[Given data]
◇ ◇ ◇ ◇ ◇

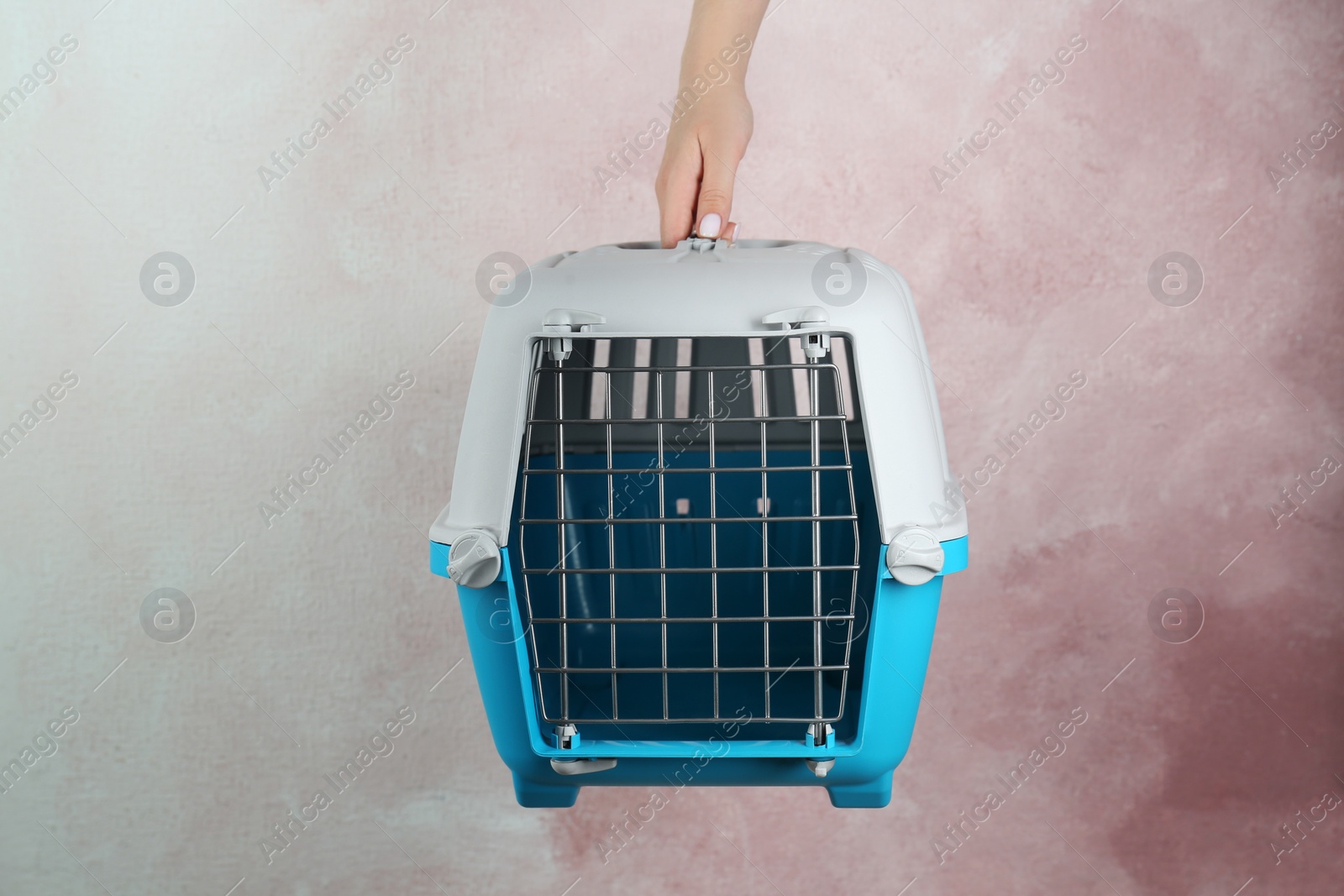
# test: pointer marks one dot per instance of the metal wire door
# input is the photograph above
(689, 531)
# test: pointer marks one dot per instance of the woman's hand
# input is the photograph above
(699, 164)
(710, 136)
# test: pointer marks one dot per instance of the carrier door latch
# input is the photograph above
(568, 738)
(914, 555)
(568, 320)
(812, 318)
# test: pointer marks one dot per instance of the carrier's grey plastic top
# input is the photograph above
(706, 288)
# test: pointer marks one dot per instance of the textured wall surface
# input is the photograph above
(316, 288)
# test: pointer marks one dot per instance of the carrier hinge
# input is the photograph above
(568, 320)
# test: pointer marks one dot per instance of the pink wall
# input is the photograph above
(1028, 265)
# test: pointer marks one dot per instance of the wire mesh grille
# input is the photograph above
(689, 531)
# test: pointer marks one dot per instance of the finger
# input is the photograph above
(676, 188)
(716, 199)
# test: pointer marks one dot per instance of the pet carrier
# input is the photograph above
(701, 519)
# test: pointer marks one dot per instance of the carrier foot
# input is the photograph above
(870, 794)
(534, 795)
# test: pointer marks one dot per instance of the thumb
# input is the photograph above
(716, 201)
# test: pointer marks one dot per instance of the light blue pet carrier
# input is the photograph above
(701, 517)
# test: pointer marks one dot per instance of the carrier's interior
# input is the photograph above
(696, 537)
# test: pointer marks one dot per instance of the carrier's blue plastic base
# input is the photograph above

◇ ◇ ◇ ◇ ◇

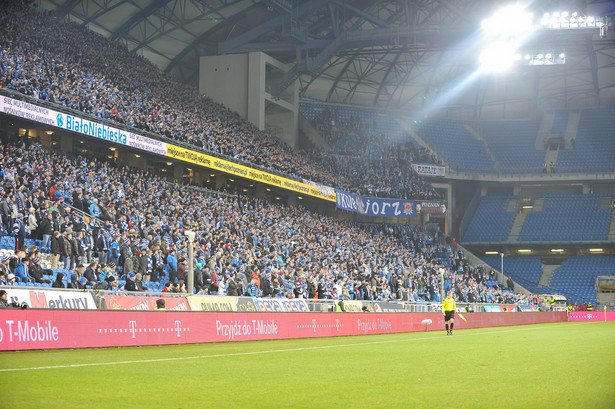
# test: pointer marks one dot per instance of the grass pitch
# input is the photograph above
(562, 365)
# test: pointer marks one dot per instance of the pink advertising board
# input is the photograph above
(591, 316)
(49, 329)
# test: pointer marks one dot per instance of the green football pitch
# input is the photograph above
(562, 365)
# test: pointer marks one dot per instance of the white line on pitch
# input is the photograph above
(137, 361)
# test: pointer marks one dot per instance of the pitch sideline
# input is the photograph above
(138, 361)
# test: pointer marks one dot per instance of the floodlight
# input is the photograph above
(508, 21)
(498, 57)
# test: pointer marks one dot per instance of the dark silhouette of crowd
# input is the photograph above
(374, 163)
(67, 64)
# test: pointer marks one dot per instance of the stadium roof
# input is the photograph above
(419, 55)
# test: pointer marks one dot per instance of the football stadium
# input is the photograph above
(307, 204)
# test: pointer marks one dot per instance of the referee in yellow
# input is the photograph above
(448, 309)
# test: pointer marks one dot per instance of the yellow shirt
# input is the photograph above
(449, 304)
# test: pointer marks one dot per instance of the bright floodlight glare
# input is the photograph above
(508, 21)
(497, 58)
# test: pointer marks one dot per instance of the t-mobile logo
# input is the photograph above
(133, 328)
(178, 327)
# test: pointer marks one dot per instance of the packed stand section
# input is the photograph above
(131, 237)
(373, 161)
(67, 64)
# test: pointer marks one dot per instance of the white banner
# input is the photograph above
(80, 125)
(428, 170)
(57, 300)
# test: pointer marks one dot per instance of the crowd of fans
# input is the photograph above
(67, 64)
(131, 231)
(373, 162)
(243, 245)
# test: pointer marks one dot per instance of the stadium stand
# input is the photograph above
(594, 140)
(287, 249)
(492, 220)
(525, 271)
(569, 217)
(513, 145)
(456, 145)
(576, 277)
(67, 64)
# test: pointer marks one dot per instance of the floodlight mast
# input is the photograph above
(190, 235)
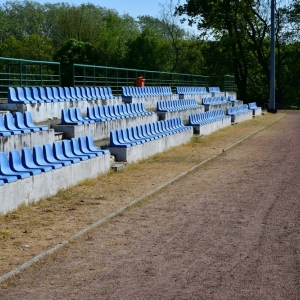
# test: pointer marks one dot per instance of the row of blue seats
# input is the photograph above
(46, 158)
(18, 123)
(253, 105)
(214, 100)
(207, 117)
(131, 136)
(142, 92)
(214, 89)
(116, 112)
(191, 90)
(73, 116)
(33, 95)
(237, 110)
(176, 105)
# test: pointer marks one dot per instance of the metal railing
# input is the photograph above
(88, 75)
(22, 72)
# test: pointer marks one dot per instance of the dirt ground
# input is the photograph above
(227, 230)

◇ ◇ ◇ ◇ ◇

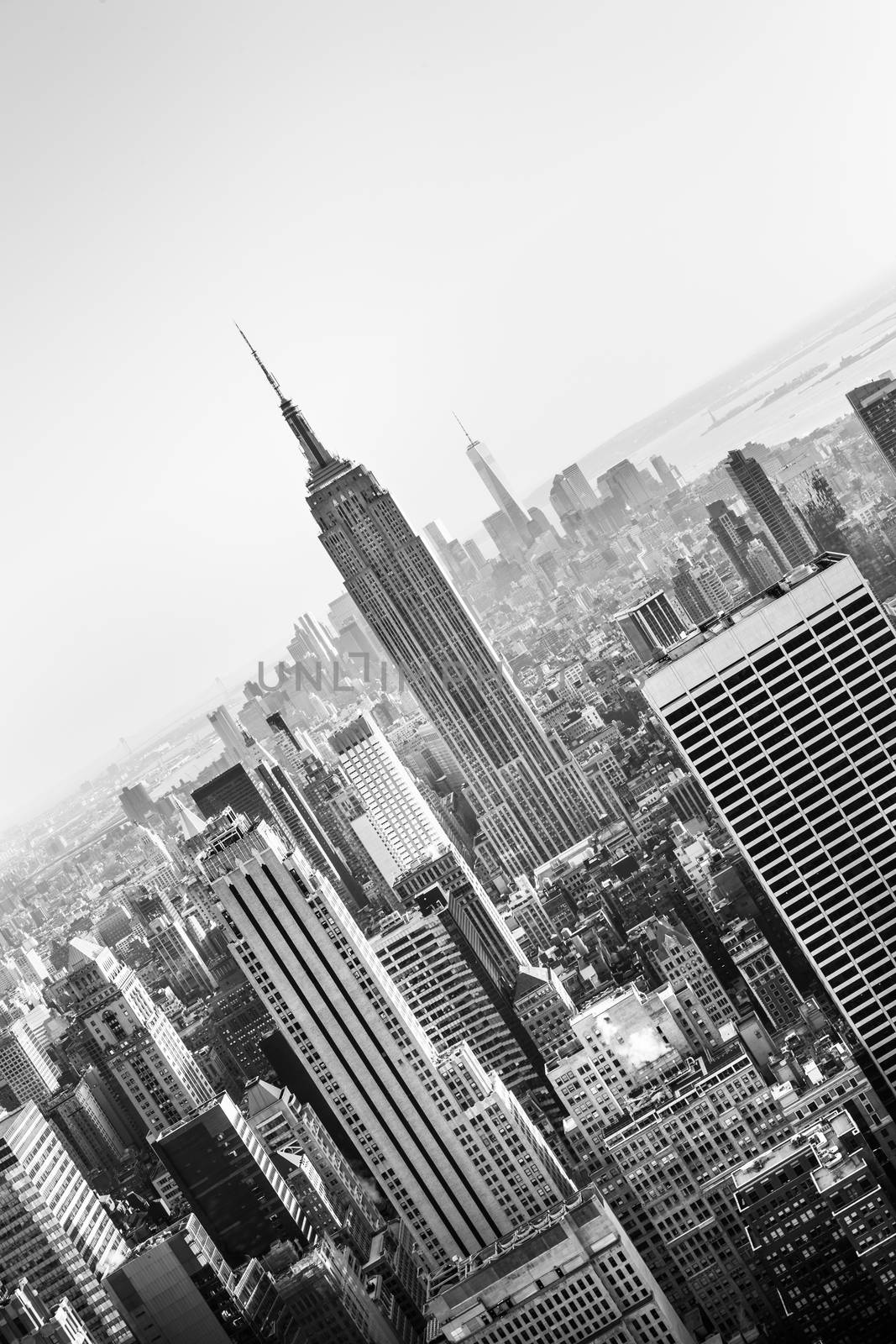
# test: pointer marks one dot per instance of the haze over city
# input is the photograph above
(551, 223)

◇ ◇ ◇ ◇ ◇

[Task to carry out] Extract from the material all lines containing the string "white".

[Completed task]
# test: pointer marks one dot per instance of the white line on pitch
# test: pointer marks one dot per instance of the white banner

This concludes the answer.